What needs to be done:
Put every line of the records below into a JSON list of strings, one string per line, and leave out blank lines.
☆ ☆ ☆ ☆
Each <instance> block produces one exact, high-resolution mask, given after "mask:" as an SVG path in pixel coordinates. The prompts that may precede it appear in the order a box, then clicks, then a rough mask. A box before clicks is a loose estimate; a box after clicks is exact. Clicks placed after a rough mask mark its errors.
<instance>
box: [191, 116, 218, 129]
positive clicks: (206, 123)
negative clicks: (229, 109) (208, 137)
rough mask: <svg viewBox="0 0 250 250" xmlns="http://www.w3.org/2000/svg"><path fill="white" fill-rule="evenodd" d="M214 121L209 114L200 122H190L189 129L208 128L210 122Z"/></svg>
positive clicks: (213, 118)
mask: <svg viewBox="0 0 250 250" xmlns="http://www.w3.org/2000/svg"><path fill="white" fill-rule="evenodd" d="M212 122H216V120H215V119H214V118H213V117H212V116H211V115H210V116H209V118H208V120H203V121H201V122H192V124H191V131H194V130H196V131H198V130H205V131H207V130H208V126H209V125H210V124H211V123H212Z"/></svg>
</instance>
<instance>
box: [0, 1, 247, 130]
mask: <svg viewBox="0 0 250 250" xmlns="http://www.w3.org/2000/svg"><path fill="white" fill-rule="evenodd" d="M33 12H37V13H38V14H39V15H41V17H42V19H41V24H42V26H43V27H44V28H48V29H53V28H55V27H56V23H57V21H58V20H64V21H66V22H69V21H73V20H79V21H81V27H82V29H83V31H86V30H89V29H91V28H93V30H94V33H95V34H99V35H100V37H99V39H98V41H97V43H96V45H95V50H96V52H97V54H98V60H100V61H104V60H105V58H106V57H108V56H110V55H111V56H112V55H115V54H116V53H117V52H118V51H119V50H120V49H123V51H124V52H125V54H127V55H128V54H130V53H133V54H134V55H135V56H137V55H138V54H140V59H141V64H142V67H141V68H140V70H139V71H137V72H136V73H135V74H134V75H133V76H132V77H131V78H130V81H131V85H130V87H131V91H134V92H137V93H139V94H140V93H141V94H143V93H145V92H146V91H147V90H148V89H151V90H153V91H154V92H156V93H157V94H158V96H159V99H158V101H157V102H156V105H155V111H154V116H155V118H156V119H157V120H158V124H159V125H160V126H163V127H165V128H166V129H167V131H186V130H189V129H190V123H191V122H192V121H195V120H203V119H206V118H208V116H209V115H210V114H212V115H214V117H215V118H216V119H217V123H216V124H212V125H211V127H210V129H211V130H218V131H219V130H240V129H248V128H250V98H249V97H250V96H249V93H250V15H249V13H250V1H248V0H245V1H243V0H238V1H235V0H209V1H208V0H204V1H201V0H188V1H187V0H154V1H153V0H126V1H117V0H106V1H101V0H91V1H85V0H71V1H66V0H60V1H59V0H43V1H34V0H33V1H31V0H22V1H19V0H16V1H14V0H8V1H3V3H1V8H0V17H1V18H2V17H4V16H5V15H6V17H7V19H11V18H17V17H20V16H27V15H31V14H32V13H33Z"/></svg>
☆ ☆ ☆ ☆
Task solution:
[
  "Each <instance> block produces one exact, high-resolution mask, given after \"mask:\" as an SVG path in pixel coordinates. The prompts that may precede it appear in the order a box, then clicks, then a rough mask. A box before clicks is a loose estimate; a box after clicks is exact. Clicks placed after a rough mask mark its errors.",
  "<instance>",
  "box: [191, 116, 218, 129]",
  "positive clicks: (206, 123)",
  "negative clicks: (229, 109) (208, 137)",
  "rough mask: <svg viewBox=\"0 0 250 250\" xmlns=\"http://www.w3.org/2000/svg\"><path fill=\"white\" fill-rule=\"evenodd\" d=\"M214 121L209 114L200 122H190L189 129L208 128L210 122Z\"/></svg>",
  "positive clicks: (213, 118)",
  "mask: <svg viewBox=\"0 0 250 250\" xmlns=\"http://www.w3.org/2000/svg\"><path fill=\"white\" fill-rule=\"evenodd\" d=\"M212 122H216V120H215V119H214V118H213V117H212V116H211V115H210V116H209V118H208V120H203V121H201V122H192V124H191V131H194V130H196V131H198V130H205V131H207V130H208V126H209V125H210V124H211V123H212Z\"/></svg>",
  "</instance>",
  "<instance>",
  "box: [0, 1, 247, 130]",
  "mask: <svg viewBox=\"0 0 250 250\" xmlns=\"http://www.w3.org/2000/svg\"><path fill=\"white\" fill-rule=\"evenodd\" d=\"M33 12H37V13H38V14H39V15H41V17H42V19H41V24H42V26H43V27H44V28H48V29H53V28H55V27H56V23H57V21H58V20H64V21H66V22H69V21H73V20H79V21H81V27H82V29H83V31H86V30H89V29H91V28H93V30H94V33H95V34H99V35H100V37H99V39H98V41H97V43H96V45H95V50H96V52H97V54H98V60H100V61H104V60H105V58H106V57H108V56H110V55H111V56H112V55H115V54H116V53H117V52H118V51H119V50H120V49H123V51H124V52H125V54H127V55H128V54H130V53H133V54H134V55H135V56H137V55H138V54H140V59H141V64H142V67H141V68H140V70H139V71H137V72H136V73H135V74H134V75H133V76H132V77H131V78H130V81H131V85H130V87H131V91H134V92H137V93H139V94H140V93H141V94H143V93H145V92H146V91H147V90H148V89H151V90H153V91H154V92H156V93H157V94H158V96H159V99H158V101H157V102H156V105H155V111H154V116H155V118H156V119H157V120H158V124H159V125H160V126H163V127H165V128H166V129H167V131H186V130H189V129H190V123H191V122H192V121H195V120H203V119H206V118H208V116H209V115H210V114H212V115H214V117H215V118H216V119H217V123H216V124H212V125H211V127H210V129H211V130H218V131H219V130H240V129H248V128H250V98H249V97H250V96H249V93H250V15H249V13H250V1H248V0H245V1H243V0H238V1H235V0H209V1H208V0H204V1H201V0H188V1H187V0H154V1H153V0H126V1H117V0H106V1H101V0H91V1H85V0H71V1H66V0H60V1H59V0H43V1H34V0H33V1H31V0H22V1H19V0H16V1H14V0H8V1H3V3H1V8H0V17H1V18H2V17H4V16H5V15H6V17H7V19H11V18H17V17H20V16H27V15H31V14H32V13H33Z\"/></svg>"
]